## Task details:
Copy out word for word the lines of the rows below, from the line containing "Dear assistant, the user would like the rocky" through the last line of the rows, with both ends included.

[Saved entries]
-*-
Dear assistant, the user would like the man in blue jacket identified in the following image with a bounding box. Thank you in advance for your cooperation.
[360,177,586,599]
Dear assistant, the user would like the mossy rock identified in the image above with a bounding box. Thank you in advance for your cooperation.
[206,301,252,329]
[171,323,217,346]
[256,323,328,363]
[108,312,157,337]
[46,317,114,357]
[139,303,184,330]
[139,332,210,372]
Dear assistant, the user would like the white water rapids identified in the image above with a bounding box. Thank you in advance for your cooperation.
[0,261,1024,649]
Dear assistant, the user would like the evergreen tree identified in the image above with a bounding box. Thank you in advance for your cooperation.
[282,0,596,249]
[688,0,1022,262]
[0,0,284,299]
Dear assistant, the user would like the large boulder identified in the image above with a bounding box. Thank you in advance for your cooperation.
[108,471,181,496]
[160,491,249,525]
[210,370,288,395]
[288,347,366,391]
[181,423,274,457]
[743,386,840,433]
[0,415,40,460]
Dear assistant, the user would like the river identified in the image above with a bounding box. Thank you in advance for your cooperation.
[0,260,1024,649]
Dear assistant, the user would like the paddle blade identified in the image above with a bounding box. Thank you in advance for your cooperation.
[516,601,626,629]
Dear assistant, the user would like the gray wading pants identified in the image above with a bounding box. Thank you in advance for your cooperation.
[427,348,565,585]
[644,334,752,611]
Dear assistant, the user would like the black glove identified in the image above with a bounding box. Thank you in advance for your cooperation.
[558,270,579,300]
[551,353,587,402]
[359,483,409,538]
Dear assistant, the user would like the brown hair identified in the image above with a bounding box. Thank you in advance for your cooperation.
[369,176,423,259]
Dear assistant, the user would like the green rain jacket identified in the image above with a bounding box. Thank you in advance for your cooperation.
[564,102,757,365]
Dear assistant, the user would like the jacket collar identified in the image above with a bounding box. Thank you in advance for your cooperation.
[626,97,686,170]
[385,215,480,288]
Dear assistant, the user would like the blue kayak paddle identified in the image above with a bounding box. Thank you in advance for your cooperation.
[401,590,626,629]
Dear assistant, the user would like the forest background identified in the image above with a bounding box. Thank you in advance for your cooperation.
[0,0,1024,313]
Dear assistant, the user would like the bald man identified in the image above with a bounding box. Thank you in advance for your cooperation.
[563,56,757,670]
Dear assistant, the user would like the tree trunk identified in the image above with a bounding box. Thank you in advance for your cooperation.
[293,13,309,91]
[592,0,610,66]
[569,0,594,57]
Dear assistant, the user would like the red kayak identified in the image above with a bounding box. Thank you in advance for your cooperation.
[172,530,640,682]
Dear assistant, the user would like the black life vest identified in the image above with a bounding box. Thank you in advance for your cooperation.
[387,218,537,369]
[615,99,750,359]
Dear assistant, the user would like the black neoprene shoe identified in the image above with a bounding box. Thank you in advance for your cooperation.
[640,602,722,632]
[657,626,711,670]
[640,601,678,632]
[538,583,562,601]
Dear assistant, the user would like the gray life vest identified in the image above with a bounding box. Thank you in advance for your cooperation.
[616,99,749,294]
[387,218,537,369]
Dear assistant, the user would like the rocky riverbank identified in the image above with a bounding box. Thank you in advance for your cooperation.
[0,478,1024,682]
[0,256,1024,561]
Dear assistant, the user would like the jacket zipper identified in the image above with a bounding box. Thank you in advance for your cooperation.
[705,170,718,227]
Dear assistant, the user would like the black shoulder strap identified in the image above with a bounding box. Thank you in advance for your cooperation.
-*-
## Output for this task:
Dear assistant, the user would like the rocky riverbank identified in the image above with a bounding box. Thank you in advance for your cooperation.
[0,478,1024,682]
[0,256,1024,561]
Dear assistant, the user would like the jacket zipper identified in the image above with a bounding box. Thank you in advance for your cooperation.
[705,170,718,227]
Dear assistant, the user would like the black shoulder strap identified in the image above with a bounding box. Thank you in advance for your cooperation.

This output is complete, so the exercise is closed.